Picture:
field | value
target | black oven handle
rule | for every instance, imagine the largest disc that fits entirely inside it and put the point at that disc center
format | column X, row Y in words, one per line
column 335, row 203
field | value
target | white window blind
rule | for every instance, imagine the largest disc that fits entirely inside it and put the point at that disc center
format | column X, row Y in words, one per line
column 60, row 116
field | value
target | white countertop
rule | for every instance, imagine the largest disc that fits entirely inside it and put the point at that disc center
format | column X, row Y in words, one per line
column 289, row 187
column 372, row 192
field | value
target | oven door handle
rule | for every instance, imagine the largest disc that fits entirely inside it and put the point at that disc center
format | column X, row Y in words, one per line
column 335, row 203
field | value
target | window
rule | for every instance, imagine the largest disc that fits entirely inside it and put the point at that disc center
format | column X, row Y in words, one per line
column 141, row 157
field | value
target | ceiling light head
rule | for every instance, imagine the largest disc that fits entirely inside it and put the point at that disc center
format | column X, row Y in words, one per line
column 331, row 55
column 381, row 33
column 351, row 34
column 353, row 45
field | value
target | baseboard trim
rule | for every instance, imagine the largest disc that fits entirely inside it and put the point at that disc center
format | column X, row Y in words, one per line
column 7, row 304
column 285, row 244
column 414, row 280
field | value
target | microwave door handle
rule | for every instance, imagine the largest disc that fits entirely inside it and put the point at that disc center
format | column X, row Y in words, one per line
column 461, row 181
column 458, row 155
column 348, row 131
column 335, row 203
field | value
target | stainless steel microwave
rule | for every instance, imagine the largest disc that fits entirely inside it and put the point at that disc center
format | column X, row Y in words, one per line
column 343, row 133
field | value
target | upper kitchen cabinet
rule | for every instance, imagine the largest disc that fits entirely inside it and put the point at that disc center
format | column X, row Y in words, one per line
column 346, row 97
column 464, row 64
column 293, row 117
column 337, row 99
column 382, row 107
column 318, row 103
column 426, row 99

=======

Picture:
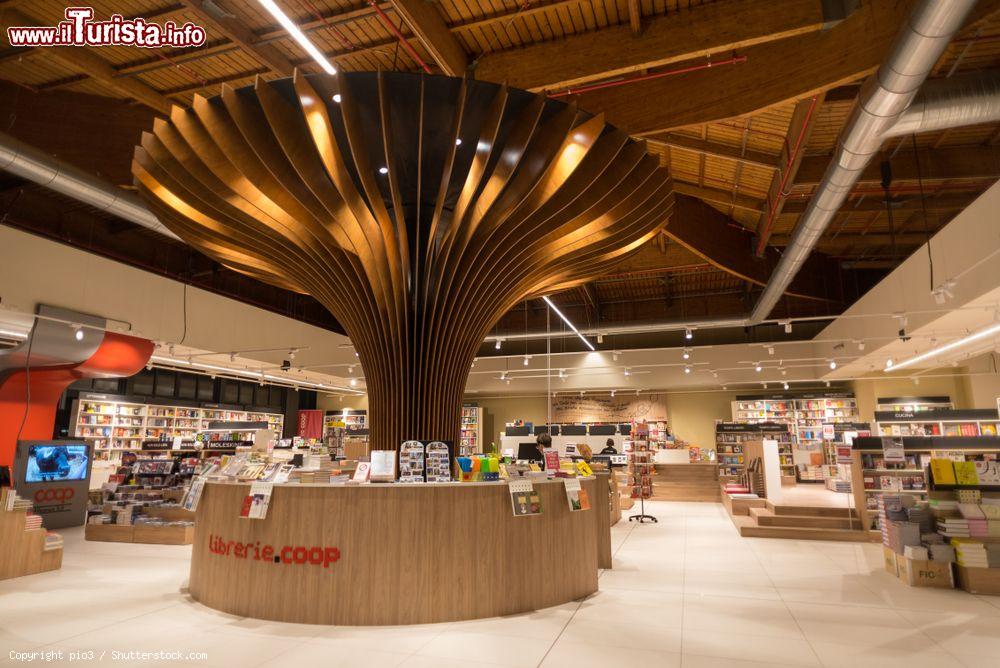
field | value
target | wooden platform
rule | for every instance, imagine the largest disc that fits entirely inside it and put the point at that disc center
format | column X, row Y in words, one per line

=======

**Work order:** Search the records for the word "white" and return every line that holds it.

**Answer to the problem:**
target | white window blind
target | white countertop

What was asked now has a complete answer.